● **REQUIREMENTS**
Gather every line below that contains the word "find".

● **Entries taken from a collection**

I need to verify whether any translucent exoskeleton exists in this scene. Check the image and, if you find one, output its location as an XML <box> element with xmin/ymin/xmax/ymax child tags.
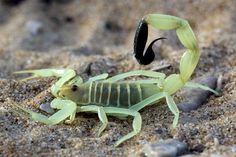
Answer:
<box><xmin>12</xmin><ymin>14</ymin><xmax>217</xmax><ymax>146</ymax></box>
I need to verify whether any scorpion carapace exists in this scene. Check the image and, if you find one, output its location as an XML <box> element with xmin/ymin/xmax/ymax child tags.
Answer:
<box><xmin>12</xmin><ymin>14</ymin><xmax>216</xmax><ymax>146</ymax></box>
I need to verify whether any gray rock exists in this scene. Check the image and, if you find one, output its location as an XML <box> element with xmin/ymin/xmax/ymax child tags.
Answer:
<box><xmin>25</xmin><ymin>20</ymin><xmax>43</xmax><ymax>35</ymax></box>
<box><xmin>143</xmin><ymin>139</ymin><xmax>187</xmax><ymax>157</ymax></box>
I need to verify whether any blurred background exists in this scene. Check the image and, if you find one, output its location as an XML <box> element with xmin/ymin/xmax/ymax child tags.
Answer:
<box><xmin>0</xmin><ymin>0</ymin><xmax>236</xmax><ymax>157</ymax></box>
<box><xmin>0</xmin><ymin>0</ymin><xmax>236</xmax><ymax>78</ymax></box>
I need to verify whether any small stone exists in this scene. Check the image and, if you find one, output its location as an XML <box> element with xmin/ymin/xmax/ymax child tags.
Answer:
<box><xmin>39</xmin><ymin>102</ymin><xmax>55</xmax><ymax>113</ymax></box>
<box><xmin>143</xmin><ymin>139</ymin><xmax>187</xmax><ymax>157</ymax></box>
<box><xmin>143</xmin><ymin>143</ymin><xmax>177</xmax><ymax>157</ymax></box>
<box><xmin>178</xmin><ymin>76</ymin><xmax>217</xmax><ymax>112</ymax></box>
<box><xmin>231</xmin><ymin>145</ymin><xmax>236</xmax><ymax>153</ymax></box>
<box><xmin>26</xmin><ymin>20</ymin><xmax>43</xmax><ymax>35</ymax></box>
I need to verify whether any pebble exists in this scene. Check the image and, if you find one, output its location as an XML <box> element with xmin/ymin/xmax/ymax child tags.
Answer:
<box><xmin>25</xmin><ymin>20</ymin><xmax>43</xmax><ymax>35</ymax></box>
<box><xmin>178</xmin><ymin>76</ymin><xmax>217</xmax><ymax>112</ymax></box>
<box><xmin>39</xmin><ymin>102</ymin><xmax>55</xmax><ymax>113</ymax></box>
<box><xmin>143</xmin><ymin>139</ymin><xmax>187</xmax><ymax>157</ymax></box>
* * *
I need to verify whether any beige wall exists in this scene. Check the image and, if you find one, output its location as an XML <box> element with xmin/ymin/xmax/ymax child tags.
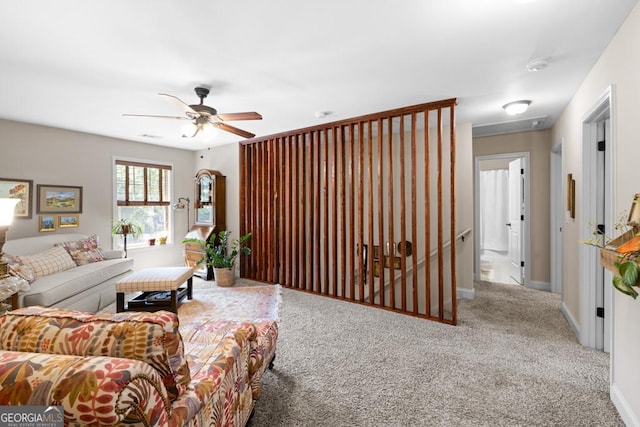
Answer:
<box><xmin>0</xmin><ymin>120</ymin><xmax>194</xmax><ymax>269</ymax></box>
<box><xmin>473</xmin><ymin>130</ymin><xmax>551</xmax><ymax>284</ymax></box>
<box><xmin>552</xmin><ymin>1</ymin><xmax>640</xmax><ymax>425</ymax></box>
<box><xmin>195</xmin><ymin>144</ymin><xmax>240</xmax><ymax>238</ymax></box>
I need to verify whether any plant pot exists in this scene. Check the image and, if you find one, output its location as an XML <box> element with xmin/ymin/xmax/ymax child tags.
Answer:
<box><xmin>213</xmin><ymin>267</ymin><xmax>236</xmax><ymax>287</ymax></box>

● **RESULT OF THE EXERCISE**
I need to verify whether any translucent exoskeleton exists in this scene. Check the image and, if you find one, output its location as an XML <box> element with xmin/ymin/xmax/ymax child tags.
I need to verify whether any scorpion carapace exists in this scene. Check the image and, if you find one, output its location as an XML <box> element with xmin/ymin/xmax/ymax child tags.
I need to verify whether any gray rock exists in this scene. Check the image and, if you find one, output its location as an XML <box> element with xmin/ymin/xmax/ymax child tags.
I need to verify whether any blurred background exists in this scene. Check the image and, if you find one, output its location as an XML <box> element with xmin/ymin/xmax/ymax child tags.
I need to verify whether any small stone exists in this scene. Check the image and, if you find one, output its location as an XML <box> element with xmin/ymin/xmax/ymax child tags.
I need to verify whether any pebble exists in this scene. Check the image and, if you find one, output its location as an XML <box> element with xmin/ymin/xmax/ymax child tags.
I need to verify whether any beige wall exists in this scene. Check the image and, if you find one, output its location as an XML <box> element with xmin/ymin/xmax/ymax child tags.
I need to verify whether any plant pot exists in this scene. Check the image and, if you find one, output its location as an XML <box> element with xmin/ymin/xmax/ymax child tags.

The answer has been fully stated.